TESTO ESTRATTO –
"""
Al solito la realtà supera di gran lunga la fantasia! Esistono documenti di questa esperienza dadaista-surrealista?

 

Li stiamo radunando con l’aiuto dei genitori e il dispetto dei nonni superstiti, che vorrebbero insabbiare la vicenda. Abbiamo l’atto registrato, alcuni copioni e un breve filmato. Appena acquisiremo sufficienti dati correggeremo la storia romanza, dando veri nomi e veri volti ai nostri antenati. Non è bello scomodare i morti per cose approssimative: i defunti richiedono l’assoluto!
"""
ESERCIZIO BREVE A – Ripeti tali e quali le righe delle voci dalla riga che contiene "it for tree" fino alla riga che contiene "(0, 0), (151, 108)" inclusa.

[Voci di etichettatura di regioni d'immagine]
"""
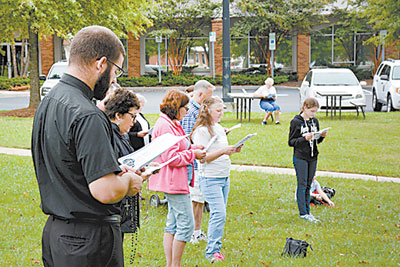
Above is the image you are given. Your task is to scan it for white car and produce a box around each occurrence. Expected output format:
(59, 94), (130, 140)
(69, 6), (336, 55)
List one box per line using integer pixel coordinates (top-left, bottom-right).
(299, 68), (367, 108)
(40, 61), (68, 99)
(372, 60), (400, 112)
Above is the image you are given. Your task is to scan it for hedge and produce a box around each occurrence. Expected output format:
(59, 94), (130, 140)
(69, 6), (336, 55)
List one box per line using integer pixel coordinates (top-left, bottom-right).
(118, 73), (290, 87)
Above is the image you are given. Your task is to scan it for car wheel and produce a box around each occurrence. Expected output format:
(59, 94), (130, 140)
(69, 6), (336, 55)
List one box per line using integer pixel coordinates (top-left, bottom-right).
(387, 94), (394, 112)
(372, 90), (382, 111)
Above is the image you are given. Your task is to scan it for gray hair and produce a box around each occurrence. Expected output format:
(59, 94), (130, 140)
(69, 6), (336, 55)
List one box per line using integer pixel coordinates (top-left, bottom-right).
(193, 80), (215, 93)
(265, 77), (274, 86)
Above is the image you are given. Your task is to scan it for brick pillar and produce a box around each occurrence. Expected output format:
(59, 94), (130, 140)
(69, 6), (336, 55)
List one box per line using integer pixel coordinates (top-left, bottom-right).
(297, 34), (310, 81)
(211, 19), (222, 76)
(128, 33), (140, 77)
(40, 35), (54, 75)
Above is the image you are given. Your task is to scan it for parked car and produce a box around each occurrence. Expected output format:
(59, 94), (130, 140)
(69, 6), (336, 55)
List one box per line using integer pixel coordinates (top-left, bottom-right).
(299, 68), (367, 108)
(40, 61), (68, 99)
(372, 60), (400, 112)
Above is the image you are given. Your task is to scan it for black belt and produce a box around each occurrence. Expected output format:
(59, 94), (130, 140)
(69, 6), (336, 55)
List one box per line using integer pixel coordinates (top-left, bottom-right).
(50, 215), (121, 224)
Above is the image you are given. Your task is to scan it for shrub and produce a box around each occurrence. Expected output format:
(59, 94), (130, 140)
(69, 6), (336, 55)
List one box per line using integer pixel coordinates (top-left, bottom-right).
(0, 76), (29, 90)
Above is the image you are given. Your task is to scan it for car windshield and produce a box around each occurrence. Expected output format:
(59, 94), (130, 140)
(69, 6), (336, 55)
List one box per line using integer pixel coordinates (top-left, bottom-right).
(47, 65), (68, 79)
(314, 72), (358, 86)
(392, 66), (400, 80)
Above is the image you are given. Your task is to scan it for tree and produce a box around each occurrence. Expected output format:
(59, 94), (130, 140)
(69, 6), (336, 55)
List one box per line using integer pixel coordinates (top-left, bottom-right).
(232, 0), (328, 75)
(151, 0), (220, 75)
(0, 0), (151, 108)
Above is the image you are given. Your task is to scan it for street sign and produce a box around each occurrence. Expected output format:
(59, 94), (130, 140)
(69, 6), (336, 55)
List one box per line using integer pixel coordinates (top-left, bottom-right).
(209, 32), (217, 42)
(269, 32), (276, 50)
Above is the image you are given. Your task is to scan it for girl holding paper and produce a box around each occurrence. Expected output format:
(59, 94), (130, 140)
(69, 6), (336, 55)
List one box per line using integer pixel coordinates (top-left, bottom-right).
"""
ESERCIZIO BREVE B – Aggiorna il passo del testo estratto da "Li stiamo radunando" fino a "defunti richiedono l’assoluto!" incluso, sostituendo "filmato" con "video".

RISPOSTA A –
Above is the image you are given. Your task is to scan it for tree and produce a box around each occurrence. Expected output format:
(59, 94), (130, 140)
(69, 6), (336, 55)
List one box per line using integer pixel coordinates (top-left, bottom-right).
(232, 0), (328, 75)
(151, 0), (220, 75)
(0, 0), (151, 108)

RISPOSTA B –
Li stiamo radunando con l’aiuto dei genitori e il dispetto dei nonni superstiti, che vorrebbero insabbiare la vicenda. Abbiamo l’atto registrato, alcuni copioni e un breve video. Appena acquisiremo sufficienti dati correggeremo la storia romanza, dando veri nomi e veri volti ai nostri antenati. Non è bello scomodare i morti per cose approssimative: i defunti richiedono l’assoluto!